= Given request 1 =
Please set down, word for word, the part of the ext3 discussion that opens with the words containing "We can check" and closes with "ext3 does not.".
* start Passage given *
We can check whether content of deleted file is written to disk, run:
for i in `seq 100`; do dd if=/dev/zero of=f bs=1M count=10; rm -f f; done
then check /proc/diskstats or `iostat -k`. If you see writes increased in 1GB, your filesystem writes data even for deleted files. My ext3 does not.

> I do - once I found a suitably quiet ext3 filesystem to test on.

Try /boot. :) Or just insert some USB flash stick and create ext3 there.

Temporary files: RAM or disk?

Posted Jun 4, 2012 11:28 UTC (Mon) by neilbrown (subscriber, #359) [Link]

No. The "5 seconds" that I was taking about is not a /proc/sys/vm/dirty* number. It is ext3 (and presumably ext4) specific.
It defaults to 5 seconds (JBD_DEFAULT_MAX_COMMIT_AGE) and can be changed by the "commit=nn" mount option.

That many seconds after a journal transaction has been opened, it is closed and flushed - if it hadn't been closed already.
* end Passage given *
* start Dataset *
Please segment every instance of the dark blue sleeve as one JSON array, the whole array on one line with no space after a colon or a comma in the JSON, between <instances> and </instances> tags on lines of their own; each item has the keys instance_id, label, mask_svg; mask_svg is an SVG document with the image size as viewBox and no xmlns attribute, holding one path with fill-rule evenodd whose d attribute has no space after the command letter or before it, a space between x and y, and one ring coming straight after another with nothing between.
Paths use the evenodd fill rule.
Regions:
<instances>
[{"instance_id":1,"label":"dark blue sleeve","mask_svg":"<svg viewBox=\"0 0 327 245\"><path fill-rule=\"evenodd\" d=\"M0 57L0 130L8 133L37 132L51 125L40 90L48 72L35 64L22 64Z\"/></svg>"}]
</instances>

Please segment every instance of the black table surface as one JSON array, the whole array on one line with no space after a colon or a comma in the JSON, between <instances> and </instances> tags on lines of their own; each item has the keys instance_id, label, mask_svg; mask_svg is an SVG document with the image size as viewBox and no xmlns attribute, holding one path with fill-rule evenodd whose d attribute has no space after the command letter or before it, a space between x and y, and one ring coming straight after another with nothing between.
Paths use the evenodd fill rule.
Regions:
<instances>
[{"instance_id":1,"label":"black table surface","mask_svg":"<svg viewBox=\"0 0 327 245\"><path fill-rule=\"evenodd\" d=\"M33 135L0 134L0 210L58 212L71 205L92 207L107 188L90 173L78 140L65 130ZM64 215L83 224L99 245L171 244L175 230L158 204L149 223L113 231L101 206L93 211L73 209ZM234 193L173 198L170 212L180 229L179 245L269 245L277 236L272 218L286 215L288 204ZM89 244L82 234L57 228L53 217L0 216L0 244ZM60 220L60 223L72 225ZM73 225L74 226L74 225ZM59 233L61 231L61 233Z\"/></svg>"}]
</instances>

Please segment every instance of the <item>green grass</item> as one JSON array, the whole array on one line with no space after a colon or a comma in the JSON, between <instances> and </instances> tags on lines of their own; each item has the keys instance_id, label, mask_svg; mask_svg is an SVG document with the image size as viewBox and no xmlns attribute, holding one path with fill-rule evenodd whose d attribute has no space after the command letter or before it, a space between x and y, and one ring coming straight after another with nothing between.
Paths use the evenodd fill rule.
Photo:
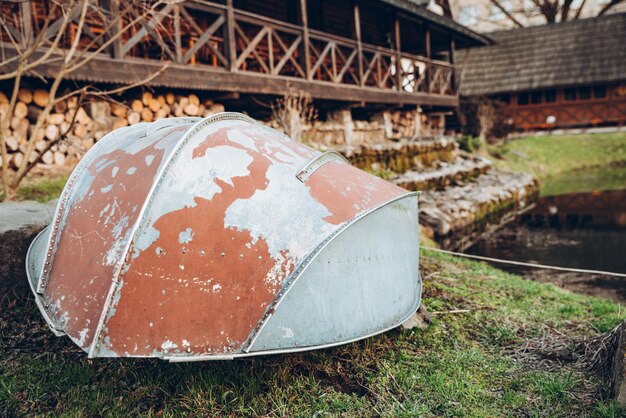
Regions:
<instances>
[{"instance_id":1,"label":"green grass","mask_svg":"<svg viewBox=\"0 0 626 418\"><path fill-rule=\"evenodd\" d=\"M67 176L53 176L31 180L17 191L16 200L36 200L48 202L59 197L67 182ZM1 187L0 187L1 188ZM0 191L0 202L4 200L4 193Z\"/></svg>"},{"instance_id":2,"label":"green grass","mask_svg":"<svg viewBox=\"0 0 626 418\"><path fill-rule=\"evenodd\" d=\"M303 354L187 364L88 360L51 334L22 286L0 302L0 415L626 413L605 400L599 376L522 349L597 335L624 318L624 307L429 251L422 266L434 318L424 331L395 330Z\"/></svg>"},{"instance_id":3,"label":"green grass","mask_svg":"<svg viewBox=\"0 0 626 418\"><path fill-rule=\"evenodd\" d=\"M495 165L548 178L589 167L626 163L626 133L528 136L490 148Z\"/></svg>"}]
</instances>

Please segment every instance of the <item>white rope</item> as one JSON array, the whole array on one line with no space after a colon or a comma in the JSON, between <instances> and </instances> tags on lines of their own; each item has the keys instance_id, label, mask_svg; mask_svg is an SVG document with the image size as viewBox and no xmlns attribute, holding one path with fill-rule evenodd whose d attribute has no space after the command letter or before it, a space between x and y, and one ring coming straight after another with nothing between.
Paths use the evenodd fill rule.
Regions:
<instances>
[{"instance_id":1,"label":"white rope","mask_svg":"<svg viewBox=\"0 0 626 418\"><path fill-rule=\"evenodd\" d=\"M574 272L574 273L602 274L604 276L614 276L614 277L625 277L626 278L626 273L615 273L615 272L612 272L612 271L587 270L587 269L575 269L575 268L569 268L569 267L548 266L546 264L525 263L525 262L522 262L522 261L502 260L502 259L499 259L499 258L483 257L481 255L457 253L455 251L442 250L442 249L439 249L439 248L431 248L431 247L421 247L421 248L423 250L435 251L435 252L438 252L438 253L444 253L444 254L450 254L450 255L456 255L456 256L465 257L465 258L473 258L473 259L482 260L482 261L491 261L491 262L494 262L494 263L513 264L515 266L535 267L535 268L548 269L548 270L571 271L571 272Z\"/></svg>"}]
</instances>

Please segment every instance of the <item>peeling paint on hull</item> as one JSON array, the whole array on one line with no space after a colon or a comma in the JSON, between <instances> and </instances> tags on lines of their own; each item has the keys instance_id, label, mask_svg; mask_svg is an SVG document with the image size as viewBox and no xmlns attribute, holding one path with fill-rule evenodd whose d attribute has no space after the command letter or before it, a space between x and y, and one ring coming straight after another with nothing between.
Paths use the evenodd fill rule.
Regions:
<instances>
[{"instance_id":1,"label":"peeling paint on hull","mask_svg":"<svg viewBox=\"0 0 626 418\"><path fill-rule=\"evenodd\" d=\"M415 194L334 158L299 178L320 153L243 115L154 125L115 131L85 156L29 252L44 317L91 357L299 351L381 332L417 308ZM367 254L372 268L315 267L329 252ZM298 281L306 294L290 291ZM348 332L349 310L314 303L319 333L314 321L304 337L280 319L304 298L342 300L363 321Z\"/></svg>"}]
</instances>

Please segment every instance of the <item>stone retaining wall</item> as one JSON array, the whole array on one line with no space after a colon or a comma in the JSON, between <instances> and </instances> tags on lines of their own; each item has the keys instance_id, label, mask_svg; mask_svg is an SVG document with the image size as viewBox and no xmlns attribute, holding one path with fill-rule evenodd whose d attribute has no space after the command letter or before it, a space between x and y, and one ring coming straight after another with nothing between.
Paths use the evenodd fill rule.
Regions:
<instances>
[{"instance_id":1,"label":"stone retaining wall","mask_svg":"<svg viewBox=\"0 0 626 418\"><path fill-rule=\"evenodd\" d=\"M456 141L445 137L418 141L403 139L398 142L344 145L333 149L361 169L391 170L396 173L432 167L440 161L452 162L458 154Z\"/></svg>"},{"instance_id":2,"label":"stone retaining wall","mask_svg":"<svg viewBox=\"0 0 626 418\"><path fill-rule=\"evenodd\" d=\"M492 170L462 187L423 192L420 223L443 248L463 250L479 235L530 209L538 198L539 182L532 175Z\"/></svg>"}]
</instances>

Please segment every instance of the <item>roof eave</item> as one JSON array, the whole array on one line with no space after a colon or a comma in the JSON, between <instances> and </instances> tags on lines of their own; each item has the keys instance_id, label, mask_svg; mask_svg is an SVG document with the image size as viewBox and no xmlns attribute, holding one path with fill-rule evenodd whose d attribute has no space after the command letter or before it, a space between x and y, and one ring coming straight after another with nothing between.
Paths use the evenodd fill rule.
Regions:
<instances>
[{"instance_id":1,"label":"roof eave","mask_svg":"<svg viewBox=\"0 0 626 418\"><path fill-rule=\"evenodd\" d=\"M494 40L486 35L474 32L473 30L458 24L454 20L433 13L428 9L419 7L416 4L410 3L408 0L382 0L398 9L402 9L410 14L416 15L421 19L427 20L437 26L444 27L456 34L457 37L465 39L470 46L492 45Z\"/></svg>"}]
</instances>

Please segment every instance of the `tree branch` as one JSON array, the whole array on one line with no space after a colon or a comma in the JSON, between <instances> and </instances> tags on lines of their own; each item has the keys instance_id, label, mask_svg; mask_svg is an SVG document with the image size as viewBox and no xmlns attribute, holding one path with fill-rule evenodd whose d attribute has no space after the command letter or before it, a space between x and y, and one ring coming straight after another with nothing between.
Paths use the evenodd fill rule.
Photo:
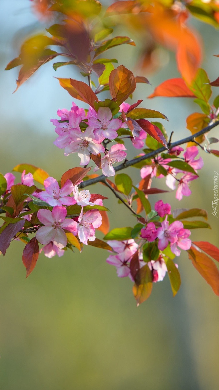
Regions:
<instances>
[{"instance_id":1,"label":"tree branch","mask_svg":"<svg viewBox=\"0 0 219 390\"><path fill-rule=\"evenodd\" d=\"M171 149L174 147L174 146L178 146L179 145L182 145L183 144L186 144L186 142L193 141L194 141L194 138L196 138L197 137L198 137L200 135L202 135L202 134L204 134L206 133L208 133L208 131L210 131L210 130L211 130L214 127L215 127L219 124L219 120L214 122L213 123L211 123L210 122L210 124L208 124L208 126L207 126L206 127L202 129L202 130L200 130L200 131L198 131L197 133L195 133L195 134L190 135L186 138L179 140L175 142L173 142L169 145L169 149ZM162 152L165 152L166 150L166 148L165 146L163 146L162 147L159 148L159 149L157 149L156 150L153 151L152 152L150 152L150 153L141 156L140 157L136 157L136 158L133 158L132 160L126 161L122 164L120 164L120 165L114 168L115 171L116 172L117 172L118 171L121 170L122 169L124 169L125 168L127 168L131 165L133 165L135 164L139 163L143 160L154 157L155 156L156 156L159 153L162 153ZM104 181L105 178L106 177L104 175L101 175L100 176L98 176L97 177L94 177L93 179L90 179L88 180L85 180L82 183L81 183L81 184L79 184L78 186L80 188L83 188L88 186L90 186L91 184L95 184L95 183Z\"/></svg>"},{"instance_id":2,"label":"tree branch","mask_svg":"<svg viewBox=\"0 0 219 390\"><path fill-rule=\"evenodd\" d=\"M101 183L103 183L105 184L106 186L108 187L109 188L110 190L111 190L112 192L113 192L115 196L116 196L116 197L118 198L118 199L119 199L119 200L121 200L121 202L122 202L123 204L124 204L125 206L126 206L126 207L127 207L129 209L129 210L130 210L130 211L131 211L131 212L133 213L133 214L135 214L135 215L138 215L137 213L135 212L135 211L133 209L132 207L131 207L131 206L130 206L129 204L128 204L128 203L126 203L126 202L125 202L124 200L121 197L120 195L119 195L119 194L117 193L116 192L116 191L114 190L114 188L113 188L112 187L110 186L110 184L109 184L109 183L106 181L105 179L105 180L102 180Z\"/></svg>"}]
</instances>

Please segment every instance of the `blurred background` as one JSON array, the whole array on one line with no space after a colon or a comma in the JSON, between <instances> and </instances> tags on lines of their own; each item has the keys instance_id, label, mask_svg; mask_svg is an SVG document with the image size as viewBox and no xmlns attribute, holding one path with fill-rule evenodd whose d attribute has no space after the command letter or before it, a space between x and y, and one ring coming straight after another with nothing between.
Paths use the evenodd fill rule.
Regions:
* end Dataset *
= Given request 2 =
List every line of the entries that contains the word "sleeve", copying each line unchanged.

= Expected output 1 =
We can check whether content of deleted file is written to disk, run:
for i in `seq 100`; do dd if=/dev/zero of=f bs=1M count=10; rm -f f; done
then check /proc/diskstats or `iostat -k`. If you see writes increased in 1GB, your filesystem writes data even for deleted files. My ext3 does not.

= Expected output 2 =
Please segment every instance of the dark blue sleeve as one JSON array, the whole array on one line with no space after a colon or a comma in the JSON, between <instances> and </instances> tags on lines of their own; each item has the keys instance_id, label, mask_svg; mask_svg is an SVG document with the image size as viewBox and no xmlns attribute, holding one path with fill-rule evenodd whose d attribute has no space after the command letter or before it, a space between x and y, and one ring coming straight after another with nothing between.
[{"instance_id":1,"label":"dark blue sleeve","mask_svg":"<svg viewBox=\"0 0 327 245\"><path fill-rule=\"evenodd\" d=\"M0 57L0 130L8 133L37 132L51 125L40 90L48 72L35 64L22 64Z\"/></svg>"}]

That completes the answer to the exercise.